- [Your goal]: Extract each line from the items below that contains the string "query". Treat uppercase and lowercase letters as different.

::: Supplied information

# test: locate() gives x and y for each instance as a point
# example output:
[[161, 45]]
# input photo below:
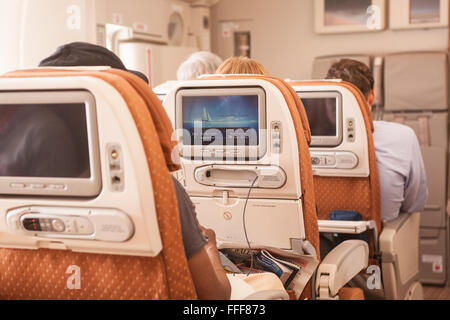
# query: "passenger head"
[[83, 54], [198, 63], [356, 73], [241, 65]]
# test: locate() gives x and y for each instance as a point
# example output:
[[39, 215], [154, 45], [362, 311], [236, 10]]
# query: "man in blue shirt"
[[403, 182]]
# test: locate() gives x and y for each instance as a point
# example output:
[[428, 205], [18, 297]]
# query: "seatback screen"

::::::
::: Supplied information

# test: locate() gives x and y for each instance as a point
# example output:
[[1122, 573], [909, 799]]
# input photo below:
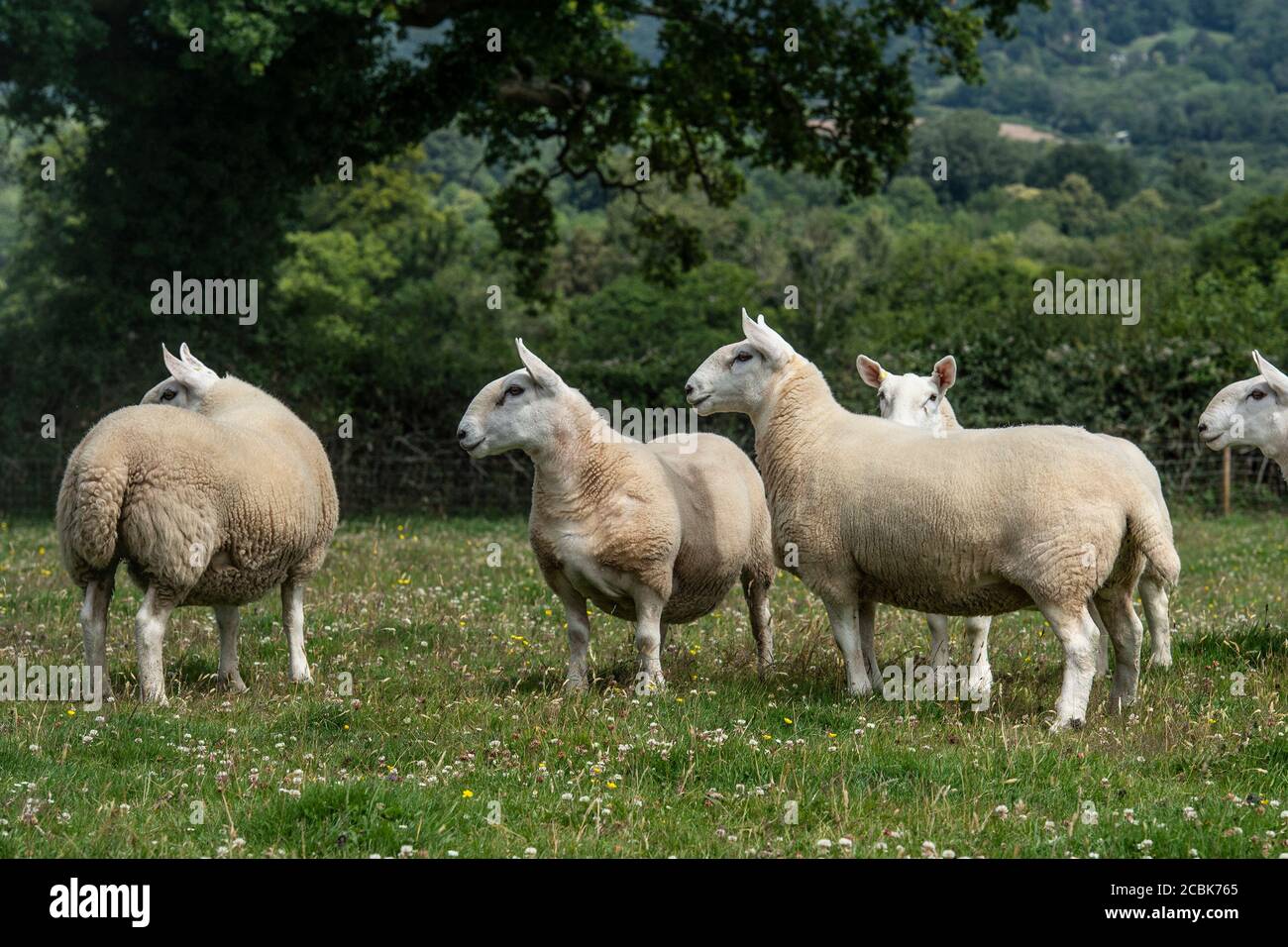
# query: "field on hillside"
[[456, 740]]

::::::

- [Written solution]:
# query: "passenger head"
# query: "man in blue shirt"
# query: "seatback screen"
# query: "field on hillside"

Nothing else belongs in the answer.